EXERCISE OBJECTIVE:
According to the article below about the Bank & Baron in Calgary, on what date did the Bank & Baron P.U.B. open?

- Former names: Bank of Nova Scotia Building
- Alternative names: The Bank and Baron P.U.B.

General information
- Type: Former bank, now pub and event venue
- Architectural style: Modern Classical with Art Deco detailing
- Location: Calgary, Alberta, Canada, 125 8 Avenue SW
- Coordinates: 51°02′43″N 114°03′53″W﻿ / ﻿51.045318°N 114.064596°W
- Current tenants: Bank and Baron P.U.B.
- Construction started: 1930
- Completed: 1930

Design and construction
- Architect: John M. Lyle
- Designations: Provincial Historic Resource (27 February 1981)

= Bank & Baron =

Pub in a provincially designated heritage building in Calgary, Alberta

The Bank & Baron is a pub and events venue in downtown Calgary, Alberta, occupying the former Bank of Nova Scotia building at 125 8 Avenue SW. The one storey main banking hall and street facade date to 1930 and stand on Stephen Avenue. The building is recognized by Alberta as a Provincial Historic Resource.

== History ==

=== Origins ===
The Bank of Nova Scotia entered the Alberta market during the economic growth of the early twentieth century, opening branches across the province to serve expanding commerce and energy development. In Calgary, the bank acquired a prominent site on 8 Avenue SW, within the city’s principal retail and financial corridor. In 1929 it commissioned John M. Lyle to design a new main branch building. Despite the economic downturn of the Great Depression, construction proceeded and the building opened in 1930.

=== Bank use ===
For several decades the branch served as a regional headquarters. Its high-ceilinged banking hall with skylight and stone finishes reflected the bank’s emphasis on stability and prestige. The location remained in continuous operation until the mid 1970s, when the Bank of Nova Scotia relocated to the newly developed Scotia Centre tower complex.

=== Later tenants ===
Following the move, the property saw a period of underuse. In subsequent decades it accommodated restaurants, clubs and entertainment venues, with reported tenants including the Cha Cha Palace in the early 1980s, Rococo Restaurant and later The Bank nightclub. Heritage designation by the province in 1981 ensured that key exterior and interior elements were preserved through adaptive reuse.
=== Adaptation as pub and event space ===
In 2012 TMAC Pub and Restaurant Group leased the building and undertook a retrofit balancing hospitality functions with conservation requirements. The Bank & Baron P.U.B. opened on 14 February 2014, retaining the original banking hall as its main bar and event space. The venue is used for weddings, corporate receptions and community gatherings; the site as a year-round 5,000 sq ft venue with capacity for up to 600 guests.

== Architecture and heritage ==
The exterior is a composition in Modern Classical style with Canadian motifs, designed by architect John M. Lyle. Relief panels depict regional themes including agriculture, ranching and commerce; bronze balconets and fluted pilasters structure the upper bays. Interior elements identified in heritage records include a high banking hall with skylight, coffered ceilings, stone and marble finishes, and murals with Canadian themes. The building contributes to the historic streetscape of Stephen Avenue.

== Tourism ==
The Bank and Baron is considered a heritage site and appears on walking tours organized by the City of Calgary and Heritage Calgary. The venue serves tourists as both a dining experience and a historic interior accessible to visitors, contributing to the draw of the Stephen Avenue National Historic Site. The building is part of Calgary’s broader strategy of linking hospitality and heritage assets to downtown visitor experiences.

(Items in a dataset)
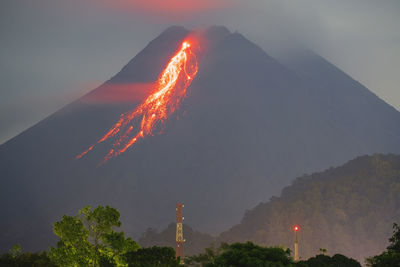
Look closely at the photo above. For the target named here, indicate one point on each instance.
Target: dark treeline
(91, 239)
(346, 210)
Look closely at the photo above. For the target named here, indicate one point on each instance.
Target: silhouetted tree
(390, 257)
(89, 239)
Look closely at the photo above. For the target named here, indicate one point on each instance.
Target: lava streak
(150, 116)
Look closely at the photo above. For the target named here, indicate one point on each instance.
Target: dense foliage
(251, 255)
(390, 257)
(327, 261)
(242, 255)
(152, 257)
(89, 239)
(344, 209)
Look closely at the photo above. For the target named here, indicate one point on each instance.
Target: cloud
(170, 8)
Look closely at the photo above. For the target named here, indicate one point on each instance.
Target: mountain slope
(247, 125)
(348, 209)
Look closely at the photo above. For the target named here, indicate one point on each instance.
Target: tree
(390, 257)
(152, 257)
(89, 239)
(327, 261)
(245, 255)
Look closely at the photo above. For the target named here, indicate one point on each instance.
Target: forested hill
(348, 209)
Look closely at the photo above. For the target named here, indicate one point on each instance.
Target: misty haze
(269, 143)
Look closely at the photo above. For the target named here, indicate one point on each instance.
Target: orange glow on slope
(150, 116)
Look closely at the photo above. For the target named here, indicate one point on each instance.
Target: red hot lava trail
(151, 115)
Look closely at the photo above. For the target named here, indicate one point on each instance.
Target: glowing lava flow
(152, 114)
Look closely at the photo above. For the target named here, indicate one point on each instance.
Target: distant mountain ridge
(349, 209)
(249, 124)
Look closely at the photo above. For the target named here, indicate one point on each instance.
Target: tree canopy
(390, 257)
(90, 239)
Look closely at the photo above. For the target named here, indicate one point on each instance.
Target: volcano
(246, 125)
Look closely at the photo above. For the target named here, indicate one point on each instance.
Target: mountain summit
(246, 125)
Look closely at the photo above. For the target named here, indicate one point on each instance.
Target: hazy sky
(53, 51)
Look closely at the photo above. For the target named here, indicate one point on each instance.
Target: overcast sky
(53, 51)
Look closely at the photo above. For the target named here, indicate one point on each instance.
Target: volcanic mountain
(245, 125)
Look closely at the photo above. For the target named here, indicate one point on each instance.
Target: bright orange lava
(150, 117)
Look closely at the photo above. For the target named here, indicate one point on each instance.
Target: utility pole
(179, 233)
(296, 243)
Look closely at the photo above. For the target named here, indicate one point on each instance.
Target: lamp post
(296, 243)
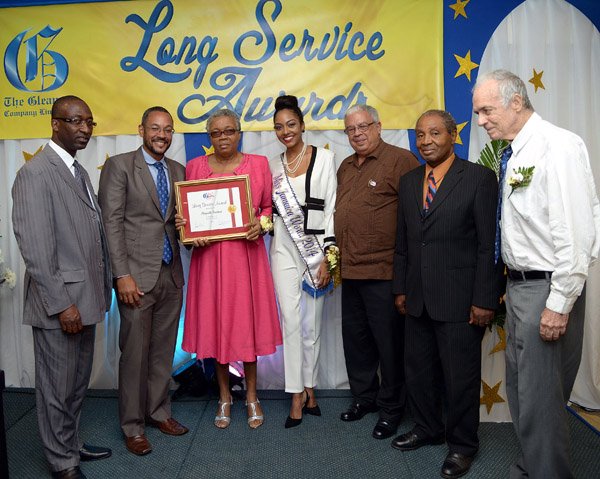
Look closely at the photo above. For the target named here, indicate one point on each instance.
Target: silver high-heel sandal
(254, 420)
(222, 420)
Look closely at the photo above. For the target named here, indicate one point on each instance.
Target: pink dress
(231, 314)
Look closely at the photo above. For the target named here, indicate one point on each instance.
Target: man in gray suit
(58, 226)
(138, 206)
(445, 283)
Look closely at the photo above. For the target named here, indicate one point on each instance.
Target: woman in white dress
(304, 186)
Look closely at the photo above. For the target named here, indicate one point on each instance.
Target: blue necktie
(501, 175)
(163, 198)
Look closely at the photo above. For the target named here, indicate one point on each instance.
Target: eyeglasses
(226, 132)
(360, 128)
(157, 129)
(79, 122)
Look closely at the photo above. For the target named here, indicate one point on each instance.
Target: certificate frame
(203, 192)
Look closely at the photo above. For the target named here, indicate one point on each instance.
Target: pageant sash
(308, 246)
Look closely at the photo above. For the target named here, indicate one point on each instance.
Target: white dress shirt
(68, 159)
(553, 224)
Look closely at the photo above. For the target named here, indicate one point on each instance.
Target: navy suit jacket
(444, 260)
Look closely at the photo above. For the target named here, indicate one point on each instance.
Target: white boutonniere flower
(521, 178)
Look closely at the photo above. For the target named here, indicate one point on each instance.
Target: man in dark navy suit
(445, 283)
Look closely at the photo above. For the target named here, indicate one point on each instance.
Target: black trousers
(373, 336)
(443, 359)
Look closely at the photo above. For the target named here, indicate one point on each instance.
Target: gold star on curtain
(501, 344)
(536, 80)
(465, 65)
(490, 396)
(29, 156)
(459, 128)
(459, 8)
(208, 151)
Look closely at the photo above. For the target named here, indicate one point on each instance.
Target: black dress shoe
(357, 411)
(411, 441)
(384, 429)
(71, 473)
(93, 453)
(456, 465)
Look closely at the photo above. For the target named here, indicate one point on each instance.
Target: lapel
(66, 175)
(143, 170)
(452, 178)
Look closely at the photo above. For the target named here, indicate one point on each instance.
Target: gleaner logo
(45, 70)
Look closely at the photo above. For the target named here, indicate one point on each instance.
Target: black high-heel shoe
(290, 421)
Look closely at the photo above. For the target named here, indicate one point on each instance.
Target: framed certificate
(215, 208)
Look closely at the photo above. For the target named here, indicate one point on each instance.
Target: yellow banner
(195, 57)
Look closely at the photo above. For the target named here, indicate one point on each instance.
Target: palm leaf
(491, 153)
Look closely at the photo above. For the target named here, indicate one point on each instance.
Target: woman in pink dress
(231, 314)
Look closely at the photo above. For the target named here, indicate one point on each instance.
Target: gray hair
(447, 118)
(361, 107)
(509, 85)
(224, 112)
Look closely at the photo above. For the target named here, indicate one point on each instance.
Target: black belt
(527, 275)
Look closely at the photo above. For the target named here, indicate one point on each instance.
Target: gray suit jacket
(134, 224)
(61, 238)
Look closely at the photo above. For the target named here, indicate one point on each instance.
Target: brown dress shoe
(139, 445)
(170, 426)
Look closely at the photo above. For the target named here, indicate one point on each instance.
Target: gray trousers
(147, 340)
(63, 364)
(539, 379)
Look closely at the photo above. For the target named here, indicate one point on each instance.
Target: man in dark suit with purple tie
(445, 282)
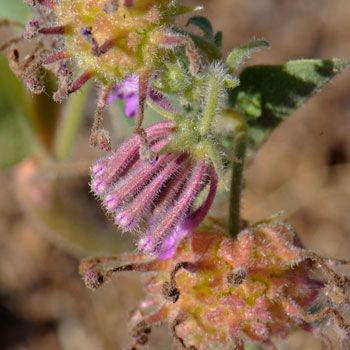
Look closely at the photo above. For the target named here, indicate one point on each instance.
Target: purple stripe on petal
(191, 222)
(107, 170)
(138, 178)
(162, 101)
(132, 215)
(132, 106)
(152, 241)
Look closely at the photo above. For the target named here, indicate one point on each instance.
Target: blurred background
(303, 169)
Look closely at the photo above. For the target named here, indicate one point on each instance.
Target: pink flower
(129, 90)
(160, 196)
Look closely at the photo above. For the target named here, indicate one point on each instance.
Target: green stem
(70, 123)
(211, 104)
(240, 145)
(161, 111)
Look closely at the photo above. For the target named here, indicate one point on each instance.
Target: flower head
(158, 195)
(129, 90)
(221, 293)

TASK OUTPUT:
14 February 2014